[Dataset items]
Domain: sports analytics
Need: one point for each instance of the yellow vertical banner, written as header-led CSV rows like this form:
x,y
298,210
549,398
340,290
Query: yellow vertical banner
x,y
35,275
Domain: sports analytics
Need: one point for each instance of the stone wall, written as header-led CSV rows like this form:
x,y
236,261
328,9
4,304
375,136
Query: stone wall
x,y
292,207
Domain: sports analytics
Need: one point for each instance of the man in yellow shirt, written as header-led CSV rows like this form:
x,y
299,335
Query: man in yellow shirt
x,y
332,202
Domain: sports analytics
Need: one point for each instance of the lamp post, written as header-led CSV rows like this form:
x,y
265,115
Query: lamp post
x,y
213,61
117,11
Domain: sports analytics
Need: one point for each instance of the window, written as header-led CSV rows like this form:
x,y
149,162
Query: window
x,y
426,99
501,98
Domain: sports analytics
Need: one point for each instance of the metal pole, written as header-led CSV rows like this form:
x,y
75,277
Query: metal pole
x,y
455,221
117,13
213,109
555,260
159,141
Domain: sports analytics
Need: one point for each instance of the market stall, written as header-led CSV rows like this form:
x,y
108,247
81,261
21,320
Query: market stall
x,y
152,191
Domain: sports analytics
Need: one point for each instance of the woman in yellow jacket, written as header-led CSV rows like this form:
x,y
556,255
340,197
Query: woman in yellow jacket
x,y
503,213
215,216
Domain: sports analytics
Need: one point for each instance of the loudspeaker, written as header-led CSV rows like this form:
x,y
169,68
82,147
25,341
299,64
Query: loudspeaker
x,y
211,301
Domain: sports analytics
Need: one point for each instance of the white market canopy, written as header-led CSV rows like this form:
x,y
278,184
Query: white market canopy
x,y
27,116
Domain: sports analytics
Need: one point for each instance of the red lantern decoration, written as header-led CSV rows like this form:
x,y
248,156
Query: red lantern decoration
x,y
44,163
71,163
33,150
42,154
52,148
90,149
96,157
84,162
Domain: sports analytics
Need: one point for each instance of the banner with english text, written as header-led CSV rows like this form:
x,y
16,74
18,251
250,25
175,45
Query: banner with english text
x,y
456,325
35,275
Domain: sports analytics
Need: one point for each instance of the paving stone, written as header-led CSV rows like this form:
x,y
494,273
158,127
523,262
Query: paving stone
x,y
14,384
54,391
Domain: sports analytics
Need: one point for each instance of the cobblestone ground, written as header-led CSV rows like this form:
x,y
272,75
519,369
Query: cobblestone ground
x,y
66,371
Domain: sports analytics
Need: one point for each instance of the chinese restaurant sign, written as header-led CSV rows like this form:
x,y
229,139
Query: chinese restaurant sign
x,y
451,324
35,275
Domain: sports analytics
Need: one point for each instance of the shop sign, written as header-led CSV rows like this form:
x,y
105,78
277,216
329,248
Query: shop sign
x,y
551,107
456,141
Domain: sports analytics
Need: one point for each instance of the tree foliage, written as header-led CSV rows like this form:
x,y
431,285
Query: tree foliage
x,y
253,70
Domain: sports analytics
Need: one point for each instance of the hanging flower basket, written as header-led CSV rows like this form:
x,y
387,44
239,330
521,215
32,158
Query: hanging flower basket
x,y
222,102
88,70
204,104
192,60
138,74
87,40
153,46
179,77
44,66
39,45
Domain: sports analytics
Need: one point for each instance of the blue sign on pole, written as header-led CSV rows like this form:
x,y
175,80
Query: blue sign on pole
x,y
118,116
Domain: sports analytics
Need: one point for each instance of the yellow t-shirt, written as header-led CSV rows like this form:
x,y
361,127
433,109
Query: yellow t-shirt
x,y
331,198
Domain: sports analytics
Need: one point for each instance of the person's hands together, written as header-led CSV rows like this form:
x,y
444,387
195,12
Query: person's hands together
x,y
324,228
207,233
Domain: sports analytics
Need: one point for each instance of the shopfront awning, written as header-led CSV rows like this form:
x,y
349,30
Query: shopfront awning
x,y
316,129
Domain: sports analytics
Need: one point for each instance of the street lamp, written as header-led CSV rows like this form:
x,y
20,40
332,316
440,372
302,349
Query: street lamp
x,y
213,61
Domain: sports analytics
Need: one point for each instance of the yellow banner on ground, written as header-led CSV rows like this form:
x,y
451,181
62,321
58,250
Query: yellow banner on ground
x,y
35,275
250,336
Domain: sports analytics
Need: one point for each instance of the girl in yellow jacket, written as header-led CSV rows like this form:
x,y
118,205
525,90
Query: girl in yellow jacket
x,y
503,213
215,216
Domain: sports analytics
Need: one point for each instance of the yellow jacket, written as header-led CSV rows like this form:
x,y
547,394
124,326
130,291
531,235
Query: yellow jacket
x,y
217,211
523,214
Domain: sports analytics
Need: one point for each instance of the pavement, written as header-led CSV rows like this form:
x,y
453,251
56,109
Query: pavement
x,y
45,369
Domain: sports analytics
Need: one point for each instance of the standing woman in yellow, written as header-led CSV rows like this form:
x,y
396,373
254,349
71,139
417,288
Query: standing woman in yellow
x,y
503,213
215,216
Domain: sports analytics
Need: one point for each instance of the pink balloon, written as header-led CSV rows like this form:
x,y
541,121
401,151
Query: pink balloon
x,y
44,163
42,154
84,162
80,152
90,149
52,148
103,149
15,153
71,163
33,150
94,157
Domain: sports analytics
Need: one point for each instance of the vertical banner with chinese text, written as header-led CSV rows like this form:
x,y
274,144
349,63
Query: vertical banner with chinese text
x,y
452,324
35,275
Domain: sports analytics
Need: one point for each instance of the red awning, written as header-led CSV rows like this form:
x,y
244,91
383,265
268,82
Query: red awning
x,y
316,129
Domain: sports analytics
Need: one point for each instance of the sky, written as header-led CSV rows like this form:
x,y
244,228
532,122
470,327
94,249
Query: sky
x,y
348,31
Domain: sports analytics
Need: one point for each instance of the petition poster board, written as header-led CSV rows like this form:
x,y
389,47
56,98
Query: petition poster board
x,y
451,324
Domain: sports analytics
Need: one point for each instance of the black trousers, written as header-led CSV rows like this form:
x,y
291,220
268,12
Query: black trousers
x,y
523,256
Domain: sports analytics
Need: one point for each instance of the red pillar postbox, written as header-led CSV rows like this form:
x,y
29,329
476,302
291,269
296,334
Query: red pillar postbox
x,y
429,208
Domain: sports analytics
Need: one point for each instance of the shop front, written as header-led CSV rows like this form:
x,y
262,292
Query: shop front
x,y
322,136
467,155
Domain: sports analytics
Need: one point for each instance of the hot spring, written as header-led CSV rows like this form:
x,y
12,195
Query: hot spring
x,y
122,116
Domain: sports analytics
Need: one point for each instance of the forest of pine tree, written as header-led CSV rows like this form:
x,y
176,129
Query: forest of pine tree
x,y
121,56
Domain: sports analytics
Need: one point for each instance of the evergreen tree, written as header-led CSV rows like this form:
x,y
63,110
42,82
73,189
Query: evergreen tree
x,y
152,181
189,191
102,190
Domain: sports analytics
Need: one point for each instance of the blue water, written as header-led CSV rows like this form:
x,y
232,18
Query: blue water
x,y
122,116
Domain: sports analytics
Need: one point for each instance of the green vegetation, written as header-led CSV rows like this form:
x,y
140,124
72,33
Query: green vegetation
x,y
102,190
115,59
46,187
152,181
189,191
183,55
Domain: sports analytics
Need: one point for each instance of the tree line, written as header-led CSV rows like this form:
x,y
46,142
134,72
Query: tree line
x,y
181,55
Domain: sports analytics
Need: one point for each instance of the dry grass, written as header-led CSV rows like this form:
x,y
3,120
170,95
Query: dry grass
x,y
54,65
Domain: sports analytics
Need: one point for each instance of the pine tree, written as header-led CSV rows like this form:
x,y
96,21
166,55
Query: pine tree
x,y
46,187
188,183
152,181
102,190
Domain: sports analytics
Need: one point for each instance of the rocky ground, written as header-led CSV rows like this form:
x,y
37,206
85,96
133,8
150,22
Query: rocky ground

Task prompt - All of the data above should be set down again exactly.

Response -
Domain: sports analytics
Need: one point for each instance of the yellow vertical banner, written as header-led CSV rows like this form:
x,y
298,210
549,398
340,290
Query: yellow vertical banner
x,y
35,275
Domain: sports analytics
Need: one point for each instance of the stone wall, written as header-led CSV rows like this form:
x,y
236,261
328,9
4,304
375,136
Query: stone wall
x,y
292,207
Domain: sports analytics
Need: one point for each instance of the man in yellow shirt, written as header-led CSV rows like this form:
x,y
299,335
Query: man in yellow shirt
x,y
332,202
Domain: sports analytics
Need: one point for each instance of the lamp post, written as header-led CSV rows like this form:
x,y
265,115
Query: lamp post
x,y
213,61
117,11
Domain: sports analytics
Need: one point for each instance of the window, written as header-led CSV rows like this form:
x,y
149,162
Query: window
x,y
426,99
501,98
Domain: sports analytics
Need: one point for each instance of the metal pole, written as header-led CSV rows like this form:
x,y
75,277
Query: metal pole
x,y
455,221
117,13
213,109
555,260
159,141
Domain: sports analytics
Need: one point for each instance of the market stall, written as header-led CSV rows like this form:
x,y
108,247
81,261
21,320
Query: market stall
x,y
152,191
Domain: sports analytics
Need: one point for each instance of the woman in yellow jacket, written as header-led CSV rows like this form:
x,y
556,255
340,197
Query: woman in yellow jacket
x,y
503,213
215,216
Domain: sports analytics
Need: one point for each instance of the loudspeaker, written as header-led CSV rows like this form:
x,y
169,68
82,147
25,341
299,64
Query: loudspeaker
x,y
211,301
Domain: sports analytics
Need: one point for each instance of the white market canopy, written as header-led CSV rows like this form:
x,y
278,184
Query: white market canopy
x,y
27,116
Domain: sports analytics
Need: one point for each instance of the red lantern decoration, written as header-led CSV rows like this form:
x,y
248,156
Query: red lantern decoration
x,y
44,163
71,163
33,150
42,154
52,148
90,149
96,157
84,162
Domain: sports analytics
Need: one point for each instance of the banner with english text, written as header-led CSV rows like this form:
x,y
16,74
18,251
250,25
175,45
Query: banner with english text
x,y
456,325
35,275
Domain: sports analytics
Need: one point for each instance of the paving stone, written as header-led CSV rows like this form:
x,y
494,273
158,127
523,262
Query: paving stone
x,y
14,384
54,391
Domain: sports analytics
Need: one point for each instance of the cobblestone ground, written as header-led CSV rows like this form:
x,y
272,75
519,369
Query: cobblestone ground
x,y
66,371
Domain: sports analytics
Need: one point for each instance of the chinese restaurant sign, written as header-led CSV rows like this form:
x,y
229,139
Query: chinese restaurant sign
x,y
451,324
35,275
Domain: sports analytics
Need: one point for each instance of the shop sign, written as header-led CSV rows like this form:
x,y
105,78
277,216
329,248
Query: shop sign
x,y
551,107
456,141
Domain: sports analytics
Need: one point for each instance of the tree foliage, written as header-led CSV rows like this form:
x,y
431,285
Query: tree foliage
x,y
253,70
Domain: sports analytics
Need: one point for each instance of the hanging flower basket, written as header-led CSV rows like this form:
x,y
387,44
239,330
521,215
32,158
Query: hanging flower basket
x,y
222,102
88,70
204,104
192,60
138,74
87,40
153,46
179,77
44,66
39,45
Domain: sports analytics
Need: one point for each instance of the blue sign on pole, written as header-led CSV rows like this form:
x,y
175,80
Query: blue sign on pole
x,y
118,116
Domain: sports analytics
Need: one point for each instance of the yellow t-shirt, written as header-led CSV rows like this form:
x,y
361,127
433,109
Query: yellow t-shirt
x,y
331,198
Domain: sports analytics
Need: one point for each instance of the person's hands together, written as header-led CSV rows like this form:
x,y
444,387
195,12
Query: person's hands together
x,y
324,228
207,233
Domain: sports analytics
Need: one point for each instance of the shopfront awning, written as header-led CSV rows like this form:
x,y
349,30
Query: shopfront awning
x,y
316,129
Domain: sports analytics
Need: one point for each instance of the street lamp, written as header-led CSV rows like this form:
x,y
20,40
332,316
440,372
302,349
Query: street lamp
x,y
213,61
Domain: sports analytics
Need: one point for each instance of the yellow banner on ground, written as header-led CSV rows like this form:
x,y
451,181
62,321
58,250
Query: yellow banner on ground
x,y
35,275
250,336
Domain: sports analytics
Need: one point for each instance of the girl in yellow jacket, written as header-led CSV rows like this form:
x,y
118,205
525,90
Query: girl in yellow jacket
x,y
503,213
215,216
Domain: sports analytics
Need: one point for each instance of the yellow jacket, written as header-led CSV rows like this form:
x,y
547,394
124,326
130,291
531,235
Query: yellow jacket
x,y
217,211
523,214
Domain: sports analytics
Need: one point for each instance of the pavement, written as header-led CSV rows like this form:
x,y
453,251
56,109
Query: pavement
x,y
45,369
Domain: sports analytics
Need: one point for each instance of the standing woman in yellow, written as header-led CSV rows like this form:
x,y
396,373
254,349
71,139
417,288
Query: standing woman in yellow
x,y
503,213
215,216
Domain: sports analytics
Need: one point for each instance of the pink balloon, written as header-led CSV rows like this form:
x,y
541,121
401,151
Query: pink balloon
x,y
44,163
42,154
84,162
80,152
90,149
52,148
103,149
15,153
71,163
33,150
94,157
Domain: sports analytics
Need: one point for each instance of the vertical banner with chinese text, written as header-led CSV rows like this form:
x,y
274,144
349,63
Query: vertical banner with chinese text
x,y
452,324
35,275
Domain: sports analytics
Need: one point for each instance of the red awning, written as header-led CSV rows like this form:
x,y
244,91
383,265
268,82
Query: red awning
x,y
316,129
Domain: sports analytics
Need: one point for each instance of the sky, written as header-led CSV rows like this form:
x,y
244,228
532,122
470,327
94,249
Query: sky
x,y
348,31
Domain: sports analytics
Need: one point for each instance of the petition poster board, written as header-led CSV rows like this form:
x,y
389,47
56,98
Query: petition poster board
x,y
451,324
Domain: sports analytics
Need: one point for each instance of the black trousers, written as header-led CSV rows like this form:
x,y
291,220
268,12
Query: black trousers
x,y
523,256
Domain: sports analytics
Need: one point for each instance of the red pillar postbox, written as header-led CSV rows like this form:
x,y
29,329
476,302
291,269
296,334
Query: red pillar postbox
x,y
429,208
Domain: sports analytics
Need: one point for each instance of the shop front, written as header-led CSV rows like this form:
x,y
262,292
Query: shop front
x,y
322,136
467,155
Domain: sports analytics
Need: one point for each instance of the hot spring, written as header-led CSV rows like this form:
x,y
12,195
Query: hot spring
x,y
122,116
Domain: sports analytics
Need: one point for each instance of the forest of pine tree, written as header-led CSV rows like this form:
x,y
176,129
Query: forest of pine tree
x,y
121,56
Domain: sports analytics
Need: one point for each instance of the evergreen tree, written as header-led CSV rows like this form:
x,y
63,110
42,82
73,189
Query: evergreen tree
x,y
152,181
189,191
102,190
Domain: sports analytics
Need: one point for each instance of the blue water, written as header-led CSV rows like this form:
x,y
232,18
Query: blue water
x,y
122,116
Domain: sports analytics
Need: one point for each instance of the green vegetation, written as header-led CSV rows like this form:
x,y
140,124
72,33
Query: green vegetation
x,y
102,190
115,59
46,187
152,181
189,191
183,55
Domain: sports analytics
Need: one point for each instance of the tree line, written as header-led CSV rows like this form:
x,y
46,142
134,72
Query: tree line
x,y
181,55
Domain: sports analytics
Need: one point for each instance of the dry grass, written as header-led CSV rows like this form:
x,y
3,120
170,95
Query: dry grass
x,y
54,65
Domain: sports analytics
Need: one point for each instance of the pine tree, written as header-led CSV rows like this form:
x,y
96,21
166,55
Query: pine tree
x,y
46,187
188,183
152,181
102,190
Domain: sports analytics
Need: one point for each instance of the rocky ground, written as header-led CSV rows like this form:
x,y
37,206
85,96
133,8
150,22
Query: rocky ground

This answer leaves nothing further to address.